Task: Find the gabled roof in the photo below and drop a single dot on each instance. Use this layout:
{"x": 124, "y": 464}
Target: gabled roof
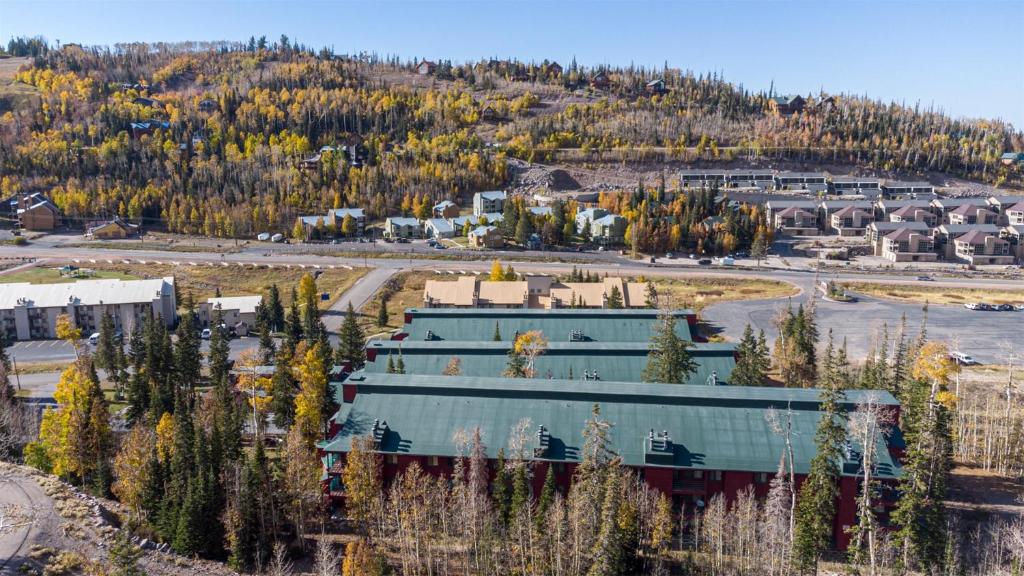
{"x": 711, "y": 427}
{"x": 342, "y": 212}
{"x": 493, "y": 195}
{"x": 245, "y": 304}
{"x": 974, "y": 237}
{"x": 402, "y": 221}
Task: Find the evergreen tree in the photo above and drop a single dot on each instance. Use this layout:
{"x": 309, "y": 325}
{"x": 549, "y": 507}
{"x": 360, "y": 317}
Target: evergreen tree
{"x": 816, "y": 504}
{"x": 187, "y": 359}
{"x": 104, "y": 354}
{"x": 283, "y": 389}
{"x": 275, "y": 311}
{"x": 217, "y": 357}
{"x": 750, "y": 370}
{"x": 351, "y": 345}
{"x": 615, "y": 298}
{"x": 293, "y": 331}
{"x": 669, "y": 361}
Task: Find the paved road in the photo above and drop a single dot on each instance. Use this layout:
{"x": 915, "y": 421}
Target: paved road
{"x": 357, "y": 295}
{"x": 979, "y": 332}
{"x": 29, "y": 519}
{"x": 861, "y": 323}
{"x": 59, "y": 351}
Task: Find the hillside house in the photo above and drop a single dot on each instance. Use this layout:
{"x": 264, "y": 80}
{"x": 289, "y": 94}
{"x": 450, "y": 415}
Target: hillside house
{"x": 784, "y": 106}
{"x": 797, "y": 221}
{"x": 851, "y": 220}
{"x": 485, "y": 237}
{"x": 896, "y": 189}
{"x": 813, "y": 181}
{"x": 112, "y": 230}
{"x": 425, "y": 68}
{"x": 968, "y": 214}
{"x": 438, "y": 229}
{"x": 878, "y": 230}
{"x": 398, "y": 227}
{"x": 912, "y": 213}
{"x": 905, "y": 245}
{"x": 36, "y": 212}
{"x": 493, "y": 201}
{"x": 978, "y": 247}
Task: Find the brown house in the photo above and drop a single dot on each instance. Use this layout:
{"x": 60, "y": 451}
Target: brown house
{"x": 784, "y": 106}
{"x": 425, "y": 68}
{"x": 35, "y": 211}
{"x": 600, "y": 81}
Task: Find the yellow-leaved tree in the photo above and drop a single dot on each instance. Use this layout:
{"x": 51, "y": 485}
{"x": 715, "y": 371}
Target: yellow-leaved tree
{"x": 131, "y": 466}
{"x": 76, "y": 436}
{"x": 312, "y": 395}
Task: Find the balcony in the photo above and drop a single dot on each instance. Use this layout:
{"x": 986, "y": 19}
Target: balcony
{"x": 687, "y": 485}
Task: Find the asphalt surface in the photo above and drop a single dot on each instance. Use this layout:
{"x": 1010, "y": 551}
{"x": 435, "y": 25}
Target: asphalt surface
{"x": 29, "y": 519}
{"x": 979, "y": 333}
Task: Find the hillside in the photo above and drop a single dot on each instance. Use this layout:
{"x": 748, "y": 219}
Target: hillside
{"x": 211, "y": 138}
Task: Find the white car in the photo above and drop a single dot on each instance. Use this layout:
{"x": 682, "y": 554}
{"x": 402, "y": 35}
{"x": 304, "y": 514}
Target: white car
{"x": 963, "y": 359}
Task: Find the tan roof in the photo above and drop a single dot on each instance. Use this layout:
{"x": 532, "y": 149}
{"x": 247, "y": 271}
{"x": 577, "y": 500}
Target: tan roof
{"x": 503, "y": 292}
{"x": 458, "y": 293}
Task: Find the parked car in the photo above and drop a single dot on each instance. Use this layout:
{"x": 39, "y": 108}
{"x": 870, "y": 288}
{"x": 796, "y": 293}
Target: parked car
{"x": 963, "y": 359}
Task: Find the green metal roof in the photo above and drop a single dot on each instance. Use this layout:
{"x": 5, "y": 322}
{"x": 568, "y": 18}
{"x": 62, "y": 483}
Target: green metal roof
{"x": 710, "y": 427}
{"x": 611, "y": 361}
{"x": 595, "y": 324}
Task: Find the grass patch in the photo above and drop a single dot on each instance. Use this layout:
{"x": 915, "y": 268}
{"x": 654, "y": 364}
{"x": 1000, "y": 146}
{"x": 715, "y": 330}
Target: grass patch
{"x": 204, "y": 281}
{"x": 698, "y": 292}
{"x": 406, "y": 291}
{"x": 920, "y": 293}
{"x": 43, "y": 275}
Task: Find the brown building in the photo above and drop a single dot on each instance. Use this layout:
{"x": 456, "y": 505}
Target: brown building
{"x": 786, "y": 105}
{"x": 36, "y": 212}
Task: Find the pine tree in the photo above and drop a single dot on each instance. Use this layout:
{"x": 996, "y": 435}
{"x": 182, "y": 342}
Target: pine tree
{"x": 749, "y": 370}
{"x": 816, "y": 504}
{"x": 283, "y": 393}
{"x": 104, "y": 354}
{"x": 669, "y": 361}
{"x": 615, "y": 298}
{"x": 351, "y": 345}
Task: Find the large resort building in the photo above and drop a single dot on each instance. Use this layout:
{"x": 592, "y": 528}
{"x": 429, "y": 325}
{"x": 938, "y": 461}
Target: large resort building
{"x": 31, "y": 311}
{"x": 532, "y": 292}
{"x": 688, "y": 442}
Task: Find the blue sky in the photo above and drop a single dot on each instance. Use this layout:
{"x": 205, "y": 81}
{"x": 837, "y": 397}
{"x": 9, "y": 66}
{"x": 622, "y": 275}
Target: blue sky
{"x": 965, "y": 57}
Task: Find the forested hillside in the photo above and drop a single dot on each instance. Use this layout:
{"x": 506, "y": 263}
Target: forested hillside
{"x": 221, "y": 130}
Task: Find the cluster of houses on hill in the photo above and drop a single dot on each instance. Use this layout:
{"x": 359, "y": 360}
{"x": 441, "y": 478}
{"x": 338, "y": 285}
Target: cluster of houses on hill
{"x": 813, "y": 183}
{"x": 972, "y": 231}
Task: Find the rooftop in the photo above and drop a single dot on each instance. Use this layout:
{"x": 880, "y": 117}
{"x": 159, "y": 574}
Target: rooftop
{"x": 85, "y": 292}
{"x": 599, "y": 325}
{"x": 562, "y": 359}
{"x": 711, "y": 427}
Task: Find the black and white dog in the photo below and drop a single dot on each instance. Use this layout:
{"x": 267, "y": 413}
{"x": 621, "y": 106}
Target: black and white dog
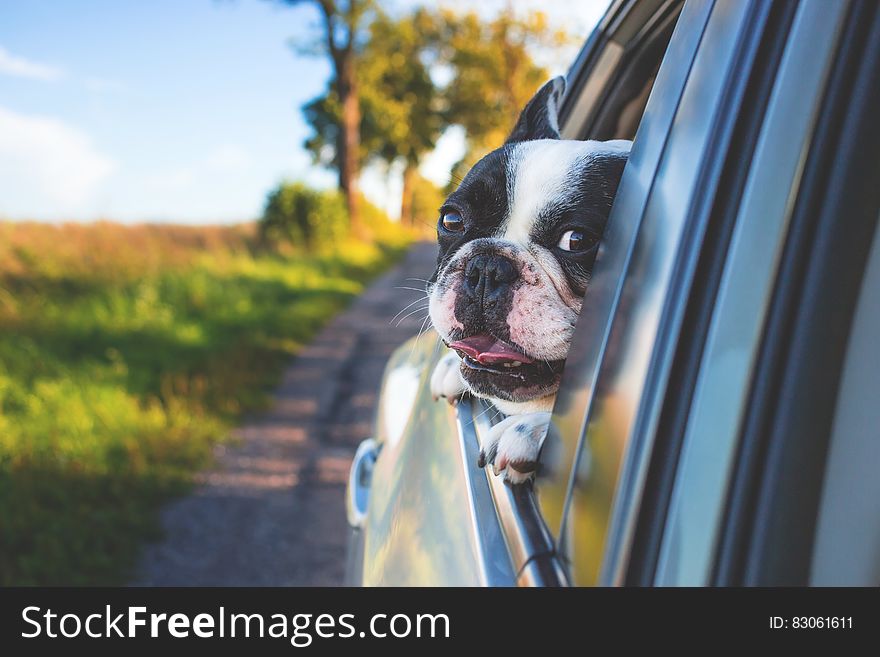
{"x": 518, "y": 239}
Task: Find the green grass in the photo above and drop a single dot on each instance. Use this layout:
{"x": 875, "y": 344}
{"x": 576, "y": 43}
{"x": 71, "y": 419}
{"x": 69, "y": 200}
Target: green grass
{"x": 125, "y": 354}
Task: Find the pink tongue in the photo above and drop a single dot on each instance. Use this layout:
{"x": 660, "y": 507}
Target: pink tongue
{"x": 487, "y": 350}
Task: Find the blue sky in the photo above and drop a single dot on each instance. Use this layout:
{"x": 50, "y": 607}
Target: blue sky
{"x": 168, "y": 110}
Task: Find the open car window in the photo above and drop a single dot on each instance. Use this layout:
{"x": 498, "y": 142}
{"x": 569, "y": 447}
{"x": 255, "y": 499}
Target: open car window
{"x": 608, "y": 90}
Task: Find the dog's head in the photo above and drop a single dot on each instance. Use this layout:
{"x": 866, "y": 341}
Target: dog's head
{"x": 518, "y": 239}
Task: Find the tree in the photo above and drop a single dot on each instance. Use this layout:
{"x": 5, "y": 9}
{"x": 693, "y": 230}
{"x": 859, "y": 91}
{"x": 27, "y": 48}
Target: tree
{"x": 401, "y": 117}
{"x": 493, "y": 73}
{"x": 343, "y": 26}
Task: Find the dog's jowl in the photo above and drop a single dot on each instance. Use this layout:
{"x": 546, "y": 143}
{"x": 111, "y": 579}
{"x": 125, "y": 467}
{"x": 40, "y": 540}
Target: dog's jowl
{"x": 518, "y": 240}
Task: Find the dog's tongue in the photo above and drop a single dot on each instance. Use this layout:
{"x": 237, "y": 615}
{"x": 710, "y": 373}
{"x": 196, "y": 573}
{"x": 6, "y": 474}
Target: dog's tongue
{"x": 488, "y": 350}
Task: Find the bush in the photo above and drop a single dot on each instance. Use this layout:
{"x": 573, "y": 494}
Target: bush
{"x": 303, "y": 217}
{"x": 306, "y": 219}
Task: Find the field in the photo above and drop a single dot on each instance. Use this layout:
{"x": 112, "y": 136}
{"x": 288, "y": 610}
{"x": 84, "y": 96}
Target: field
{"x": 125, "y": 354}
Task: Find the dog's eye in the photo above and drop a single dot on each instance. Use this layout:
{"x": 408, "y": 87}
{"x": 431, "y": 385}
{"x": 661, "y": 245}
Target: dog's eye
{"x": 574, "y": 240}
{"x": 452, "y": 222}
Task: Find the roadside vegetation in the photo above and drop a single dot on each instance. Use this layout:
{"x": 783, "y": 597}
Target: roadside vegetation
{"x": 126, "y": 354}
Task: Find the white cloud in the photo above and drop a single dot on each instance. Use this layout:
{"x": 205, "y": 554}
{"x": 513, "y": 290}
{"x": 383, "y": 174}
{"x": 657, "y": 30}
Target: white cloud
{"x": 228, "y": 158}
{"x": 24, "y": 68}
{"x": 47, "y": 167}
{"x": 99, "y": 85}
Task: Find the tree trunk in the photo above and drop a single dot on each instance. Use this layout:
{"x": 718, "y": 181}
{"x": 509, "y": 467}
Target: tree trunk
{"x": 349, "y": 143}
{"x": 406, "y": 199}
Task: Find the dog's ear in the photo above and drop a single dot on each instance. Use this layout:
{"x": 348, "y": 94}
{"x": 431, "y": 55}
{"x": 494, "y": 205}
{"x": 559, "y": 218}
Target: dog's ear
{"x": 540, "y": 117}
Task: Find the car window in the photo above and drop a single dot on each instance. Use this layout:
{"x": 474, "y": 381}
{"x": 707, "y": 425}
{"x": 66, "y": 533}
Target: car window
{"x": 608, "y": 89}
{"x": 617, "y": 86}
{"x": 847, "y": 550}
{"x": 720, "y": 399}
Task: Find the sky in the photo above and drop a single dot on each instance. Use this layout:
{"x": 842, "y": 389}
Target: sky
{"x": 184, "y": 111}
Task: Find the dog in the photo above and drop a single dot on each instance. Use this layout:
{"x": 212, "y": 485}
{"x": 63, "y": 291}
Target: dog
{"x": 518, "y": 239}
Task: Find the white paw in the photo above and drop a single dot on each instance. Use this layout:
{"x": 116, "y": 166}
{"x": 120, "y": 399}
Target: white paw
{"x": 514, "y": 444}
{"x": 446, "y": 379}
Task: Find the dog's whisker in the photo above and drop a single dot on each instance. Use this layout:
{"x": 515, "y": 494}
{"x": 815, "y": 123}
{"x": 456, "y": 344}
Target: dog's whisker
{"x": 409, "y": 305}
{"x": 410, "y": 314}
{"x": 414, "y": 289}
{"x": 421, "y": 330}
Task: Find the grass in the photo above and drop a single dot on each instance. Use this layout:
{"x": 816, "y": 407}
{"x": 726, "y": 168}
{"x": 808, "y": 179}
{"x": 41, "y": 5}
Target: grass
{"x": 126, "y": 353}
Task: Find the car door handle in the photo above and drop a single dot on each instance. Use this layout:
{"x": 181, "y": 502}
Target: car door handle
{"x": 359, "y": 479}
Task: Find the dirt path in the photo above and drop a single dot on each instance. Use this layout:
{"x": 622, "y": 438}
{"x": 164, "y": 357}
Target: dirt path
{"x": 271, "y": 513}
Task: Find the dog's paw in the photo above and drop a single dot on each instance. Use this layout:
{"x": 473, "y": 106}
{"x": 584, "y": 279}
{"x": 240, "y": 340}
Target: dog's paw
{"x": 446, "y": 379}
{"x": 514, "y": 444}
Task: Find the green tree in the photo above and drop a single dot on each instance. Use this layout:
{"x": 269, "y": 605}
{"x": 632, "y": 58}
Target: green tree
{"x": 344, "y": 23}
{"x": 400, "y": 107}
{"x": 494, "y": 73}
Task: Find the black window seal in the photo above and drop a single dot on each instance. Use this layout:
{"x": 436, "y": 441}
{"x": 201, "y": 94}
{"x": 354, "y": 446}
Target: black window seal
{"x": 767, "y": 535}
{"x": 760, "y": 54}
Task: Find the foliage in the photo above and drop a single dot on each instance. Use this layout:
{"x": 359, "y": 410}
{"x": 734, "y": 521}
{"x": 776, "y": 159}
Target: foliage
{"x": 422, "y": 72}
{"x": 125, "y": 354}
{"x": 299, "y": 216}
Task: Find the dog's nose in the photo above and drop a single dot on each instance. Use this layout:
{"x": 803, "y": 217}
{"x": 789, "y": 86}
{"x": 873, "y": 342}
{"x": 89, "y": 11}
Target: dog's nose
{"x": 488, "y": 277}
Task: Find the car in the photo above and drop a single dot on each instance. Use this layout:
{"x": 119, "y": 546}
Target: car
{"x": 718, "y": 420}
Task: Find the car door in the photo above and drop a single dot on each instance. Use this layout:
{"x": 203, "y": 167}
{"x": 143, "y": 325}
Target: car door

● **What is expected**
Using the records above, determine how many lines hold the word "below", and answer with that figure only.

● **Response to this task**
2